(Data to process begins)

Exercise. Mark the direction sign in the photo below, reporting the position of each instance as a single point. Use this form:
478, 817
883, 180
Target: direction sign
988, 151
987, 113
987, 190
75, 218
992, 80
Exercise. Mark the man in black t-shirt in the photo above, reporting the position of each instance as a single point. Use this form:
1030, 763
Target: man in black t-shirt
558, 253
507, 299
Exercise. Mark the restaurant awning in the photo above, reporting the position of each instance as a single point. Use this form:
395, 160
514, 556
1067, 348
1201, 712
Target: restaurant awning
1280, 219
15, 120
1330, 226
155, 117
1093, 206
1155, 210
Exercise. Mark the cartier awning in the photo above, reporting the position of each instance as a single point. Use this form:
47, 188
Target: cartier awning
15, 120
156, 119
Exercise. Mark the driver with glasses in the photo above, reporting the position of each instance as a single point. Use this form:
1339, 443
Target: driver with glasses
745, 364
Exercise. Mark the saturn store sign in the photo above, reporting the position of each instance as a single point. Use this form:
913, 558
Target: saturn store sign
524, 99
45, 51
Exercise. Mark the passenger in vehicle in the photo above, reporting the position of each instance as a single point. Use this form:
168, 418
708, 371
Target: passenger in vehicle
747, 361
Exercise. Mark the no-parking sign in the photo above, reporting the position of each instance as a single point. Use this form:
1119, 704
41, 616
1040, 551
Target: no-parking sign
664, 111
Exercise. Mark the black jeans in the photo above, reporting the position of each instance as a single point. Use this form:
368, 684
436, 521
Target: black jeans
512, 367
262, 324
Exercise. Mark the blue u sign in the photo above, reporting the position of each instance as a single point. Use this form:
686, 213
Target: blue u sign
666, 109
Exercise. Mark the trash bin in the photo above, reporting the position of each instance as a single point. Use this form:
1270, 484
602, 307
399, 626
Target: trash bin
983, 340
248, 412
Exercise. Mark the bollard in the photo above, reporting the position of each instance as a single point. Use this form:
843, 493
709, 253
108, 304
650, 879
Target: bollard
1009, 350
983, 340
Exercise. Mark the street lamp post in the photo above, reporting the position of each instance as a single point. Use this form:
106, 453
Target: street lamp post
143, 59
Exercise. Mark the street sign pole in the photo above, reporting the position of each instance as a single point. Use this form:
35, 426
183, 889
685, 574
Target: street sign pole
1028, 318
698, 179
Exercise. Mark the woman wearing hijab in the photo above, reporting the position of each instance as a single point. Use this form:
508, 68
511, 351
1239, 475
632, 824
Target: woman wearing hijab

(Data to process ends)

Please quote every record above exactly as it appears.

Exercise. Mark the direction sign in the photo below, reporting the position of each instance as a single point. Use this form:
478, 817
883, 180
Target: direction sign
988, 151
987, 113
987, 190
75, 218
992, 80
Exercise. Mark the man in black t-shirt in the photo above, reporting the position of each instance as a single point. Use this form:
1030, 763
Target: man in black t-shirt
558, 253
507, 299
Exercise. Mark the restaurant awning in the photo above, reporting the position of each instance as a single point. Use this form:
395, 160
514, 556
1067, 348
1201, 712
Target: restaurant awning
1280, 219
15, 120
1330, 226
155, 117
1093, 206
1155, 210
Exercise. Mark the cartier awning in the photo above, reporting the position of each instance as a single point. Use this form:
47, 188
Target: cartier awning
15, 120
156, 119
Exercise. Mark the driver with glasses in the photo above, reporting the position of each instance as a single point. Use this form:
1339, 443
Target: driver with glasses
745, 364
Exercise. Mark the saturn store sign in the photo above, reporting the position of each instance as a single point. Use this form:
913, 558
Target: saturn store sign
524, 99
45, 51
Exercise. Mark the passenger in vehicle in the photo above, reporting the position of each instance as a single point. Use this form:
168, 418
708, 371
Target: passenger in vehicle
747, 361
Exercise. Mark the no-parking sign in the photo above, reporting the position of each instance as a single point. Use this form:
1119, 704
41, 616
1040, 551
Target: no-parking sign
664, 111
Exercise. Mark the black jeans in the photo above, reporting the position of each instance as a single point. Use this form:
368, 684
436, 521
Target: black jeans
512, 367
262, 324
Exercise. Mark the blue u sign in the photo above, reporting the position of each instance as a single point. Use this form:
686, 213
Target: blue u sign
666, 109
Exercise. Mark the trash bin in the photo above, reporting the position of each instance as a single point. Use this form:
1270, 484
602, 307
399, 626
Target: trash bin
983, 340
248, 412
Exercise. Mark the bollard in the photo above, reporting the position of each instance as a single point. Use this form:
843, 493
709, 253
108, 304
650, 879
Target: bollard
1009, 350
983, 340
Exercise. Mark the street lamp post in the photo above, reporting the position of each instance as a single point. Use this form:
106, 453
Target: street lamp post
143, 59
Exercise. Mark the street sign pole in the photo above, reporting the position of each instance as a single point. Use this form:
35, 426
183, 889
685, 574
Target: street sign pole
1028, 318
698, 179
Exercise. Mark the woman wearing hijab in the photo above, reporting the position of each instance as a single point. Use this form:
508, 68
511, 351
1239, 475
632, 824
Target: woman wearing hijab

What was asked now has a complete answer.